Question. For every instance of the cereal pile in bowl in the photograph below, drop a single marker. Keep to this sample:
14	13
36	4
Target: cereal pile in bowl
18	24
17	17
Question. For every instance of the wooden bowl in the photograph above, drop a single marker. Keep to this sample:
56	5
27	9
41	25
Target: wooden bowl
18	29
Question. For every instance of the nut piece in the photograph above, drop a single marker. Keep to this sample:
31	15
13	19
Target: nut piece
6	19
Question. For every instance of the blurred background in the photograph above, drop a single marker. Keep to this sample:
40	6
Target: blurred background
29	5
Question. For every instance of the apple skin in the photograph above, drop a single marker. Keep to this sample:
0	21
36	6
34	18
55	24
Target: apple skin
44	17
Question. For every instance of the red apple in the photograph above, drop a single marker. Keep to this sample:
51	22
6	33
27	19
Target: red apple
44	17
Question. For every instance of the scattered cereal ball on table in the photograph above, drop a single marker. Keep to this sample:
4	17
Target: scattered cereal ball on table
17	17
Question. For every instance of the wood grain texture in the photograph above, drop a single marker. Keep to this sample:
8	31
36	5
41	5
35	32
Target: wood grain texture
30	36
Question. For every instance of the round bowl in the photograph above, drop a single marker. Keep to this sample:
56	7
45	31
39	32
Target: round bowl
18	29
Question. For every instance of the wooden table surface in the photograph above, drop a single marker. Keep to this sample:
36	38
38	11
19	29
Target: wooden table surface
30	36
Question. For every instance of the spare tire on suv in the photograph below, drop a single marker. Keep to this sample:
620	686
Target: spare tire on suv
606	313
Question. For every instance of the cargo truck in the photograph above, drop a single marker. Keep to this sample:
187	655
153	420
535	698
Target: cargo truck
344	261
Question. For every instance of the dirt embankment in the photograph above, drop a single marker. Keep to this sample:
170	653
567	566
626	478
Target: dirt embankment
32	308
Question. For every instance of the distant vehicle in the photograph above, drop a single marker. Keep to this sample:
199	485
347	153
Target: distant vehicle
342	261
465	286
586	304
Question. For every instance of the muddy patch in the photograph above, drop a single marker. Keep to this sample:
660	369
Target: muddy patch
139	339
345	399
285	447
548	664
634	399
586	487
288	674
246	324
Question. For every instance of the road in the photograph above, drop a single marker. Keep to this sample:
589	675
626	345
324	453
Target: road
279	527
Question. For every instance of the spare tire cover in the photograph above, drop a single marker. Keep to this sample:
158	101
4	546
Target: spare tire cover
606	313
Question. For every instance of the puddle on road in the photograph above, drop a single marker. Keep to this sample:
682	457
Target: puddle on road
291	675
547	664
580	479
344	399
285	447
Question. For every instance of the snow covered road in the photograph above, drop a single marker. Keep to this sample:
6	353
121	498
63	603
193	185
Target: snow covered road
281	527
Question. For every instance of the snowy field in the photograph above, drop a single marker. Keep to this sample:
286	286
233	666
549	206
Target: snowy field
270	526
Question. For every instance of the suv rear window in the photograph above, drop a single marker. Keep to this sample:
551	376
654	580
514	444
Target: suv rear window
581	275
+ + + + +
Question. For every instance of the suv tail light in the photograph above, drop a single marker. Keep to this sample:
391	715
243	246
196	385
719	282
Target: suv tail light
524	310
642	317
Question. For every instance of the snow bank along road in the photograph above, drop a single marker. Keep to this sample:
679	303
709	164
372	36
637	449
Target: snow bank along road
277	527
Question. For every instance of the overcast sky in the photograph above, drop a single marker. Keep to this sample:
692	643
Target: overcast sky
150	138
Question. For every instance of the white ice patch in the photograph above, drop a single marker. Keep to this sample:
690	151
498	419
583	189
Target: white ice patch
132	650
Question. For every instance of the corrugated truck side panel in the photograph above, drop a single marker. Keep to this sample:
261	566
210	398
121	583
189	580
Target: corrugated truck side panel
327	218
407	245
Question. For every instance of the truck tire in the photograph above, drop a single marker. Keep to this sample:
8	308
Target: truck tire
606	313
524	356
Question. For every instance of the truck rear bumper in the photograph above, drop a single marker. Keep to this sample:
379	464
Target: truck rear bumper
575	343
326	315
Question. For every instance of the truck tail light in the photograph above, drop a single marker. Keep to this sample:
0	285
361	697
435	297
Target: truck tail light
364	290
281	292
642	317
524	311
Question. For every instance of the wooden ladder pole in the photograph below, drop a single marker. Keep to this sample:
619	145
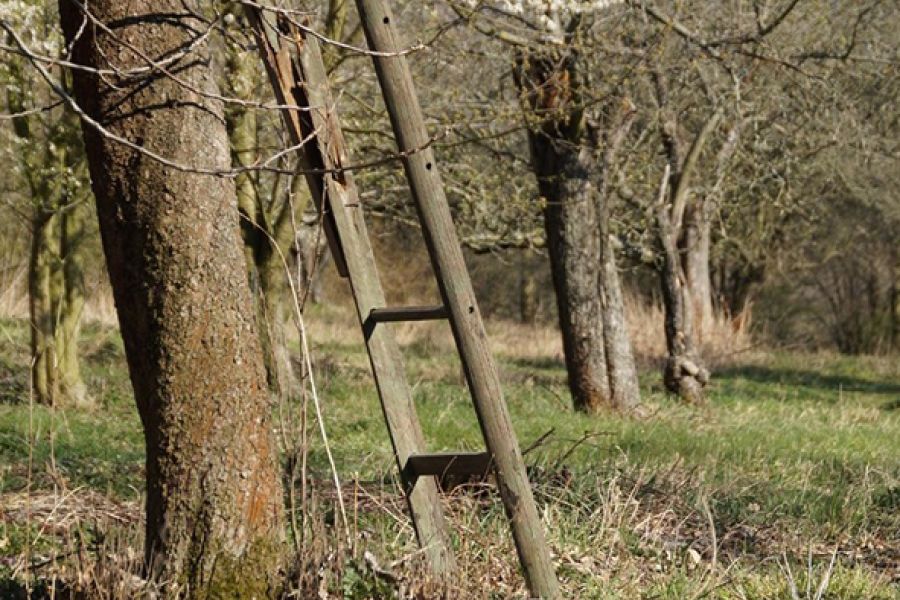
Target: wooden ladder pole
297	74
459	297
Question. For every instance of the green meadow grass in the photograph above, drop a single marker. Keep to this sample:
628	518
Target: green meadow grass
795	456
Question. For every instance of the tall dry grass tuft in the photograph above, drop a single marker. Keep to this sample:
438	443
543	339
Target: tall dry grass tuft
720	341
+ + + + +
→ Task requirements: What lines in the listing include the string "below"? Copy them out.

→ Task result:
Question. For every instance of the cereal pile in bowl in the photograph below, drop a single marker. Keep to this sample:
Question. For every instance of the spare tire on suv in the photograph below, drop a single marker. Keep to this sample:
Question. For every instance of the wooden ladder pole in the photograph below, drop a single marker. Keep to this sample:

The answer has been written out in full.